Task brief:
Starting at the line that holds "Would you mind pointing out the shrub" and stopping at the line that holds "Would you mind pointing out the bright", restate the records below word for word, with both of those lines included.

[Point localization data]
+ + + +

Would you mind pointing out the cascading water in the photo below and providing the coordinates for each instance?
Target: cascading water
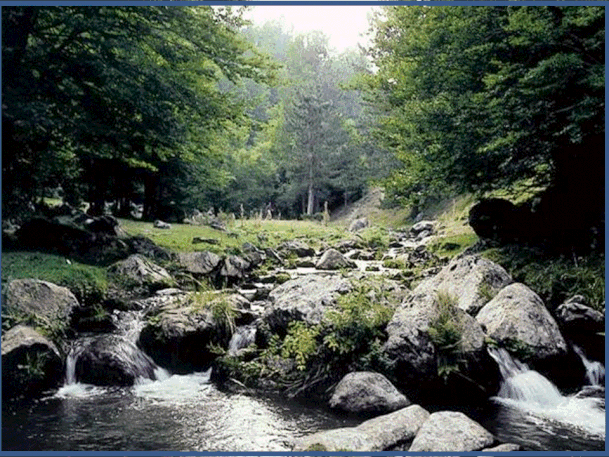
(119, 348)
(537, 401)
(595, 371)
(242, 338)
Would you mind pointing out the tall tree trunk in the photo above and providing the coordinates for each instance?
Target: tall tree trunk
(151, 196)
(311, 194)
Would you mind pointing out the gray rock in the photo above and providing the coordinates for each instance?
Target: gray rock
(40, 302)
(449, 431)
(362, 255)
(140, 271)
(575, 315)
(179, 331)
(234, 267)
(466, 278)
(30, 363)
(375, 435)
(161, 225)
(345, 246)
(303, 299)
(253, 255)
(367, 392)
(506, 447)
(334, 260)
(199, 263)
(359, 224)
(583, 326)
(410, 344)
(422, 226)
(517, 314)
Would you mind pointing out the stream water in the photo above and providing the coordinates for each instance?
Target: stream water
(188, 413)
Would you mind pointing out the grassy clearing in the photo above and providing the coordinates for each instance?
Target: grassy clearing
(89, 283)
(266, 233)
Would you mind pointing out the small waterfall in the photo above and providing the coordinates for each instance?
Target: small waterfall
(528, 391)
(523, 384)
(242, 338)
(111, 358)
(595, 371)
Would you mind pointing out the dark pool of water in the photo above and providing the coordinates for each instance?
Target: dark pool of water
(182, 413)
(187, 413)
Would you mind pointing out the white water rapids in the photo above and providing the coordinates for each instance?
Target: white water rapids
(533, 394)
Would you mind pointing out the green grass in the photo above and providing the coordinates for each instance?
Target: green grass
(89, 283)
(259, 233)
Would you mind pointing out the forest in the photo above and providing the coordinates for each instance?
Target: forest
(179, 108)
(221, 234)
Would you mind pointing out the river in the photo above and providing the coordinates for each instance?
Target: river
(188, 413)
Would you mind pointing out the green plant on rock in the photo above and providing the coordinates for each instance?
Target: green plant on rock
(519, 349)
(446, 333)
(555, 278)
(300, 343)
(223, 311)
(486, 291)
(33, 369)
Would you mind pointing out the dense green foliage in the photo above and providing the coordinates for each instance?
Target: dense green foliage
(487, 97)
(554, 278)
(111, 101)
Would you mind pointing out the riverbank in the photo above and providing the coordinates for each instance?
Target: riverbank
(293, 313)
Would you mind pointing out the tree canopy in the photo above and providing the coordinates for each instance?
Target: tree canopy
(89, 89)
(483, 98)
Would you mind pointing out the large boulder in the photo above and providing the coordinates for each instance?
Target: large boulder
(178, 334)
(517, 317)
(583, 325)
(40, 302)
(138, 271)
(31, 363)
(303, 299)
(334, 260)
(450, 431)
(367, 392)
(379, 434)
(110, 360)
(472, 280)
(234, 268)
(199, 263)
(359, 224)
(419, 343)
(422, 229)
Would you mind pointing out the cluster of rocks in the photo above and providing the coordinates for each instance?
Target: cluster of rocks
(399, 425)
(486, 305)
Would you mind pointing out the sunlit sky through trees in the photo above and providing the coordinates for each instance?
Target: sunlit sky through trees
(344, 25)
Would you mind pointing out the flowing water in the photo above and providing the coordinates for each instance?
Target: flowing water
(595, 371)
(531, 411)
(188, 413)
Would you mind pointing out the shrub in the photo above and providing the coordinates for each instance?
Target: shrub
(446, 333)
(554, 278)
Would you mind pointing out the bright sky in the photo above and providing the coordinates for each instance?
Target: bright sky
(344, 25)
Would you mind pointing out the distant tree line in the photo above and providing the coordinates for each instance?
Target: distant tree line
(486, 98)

+ + + +

Solved problem:
Would you mind pointing out the shrub in the photo above and providing the coordinates for each instance?
Target: shrub
(446, 333)
(554, 278)
Would you mind pointing out the bright sky in the photo above and providing the coordinates for each instance?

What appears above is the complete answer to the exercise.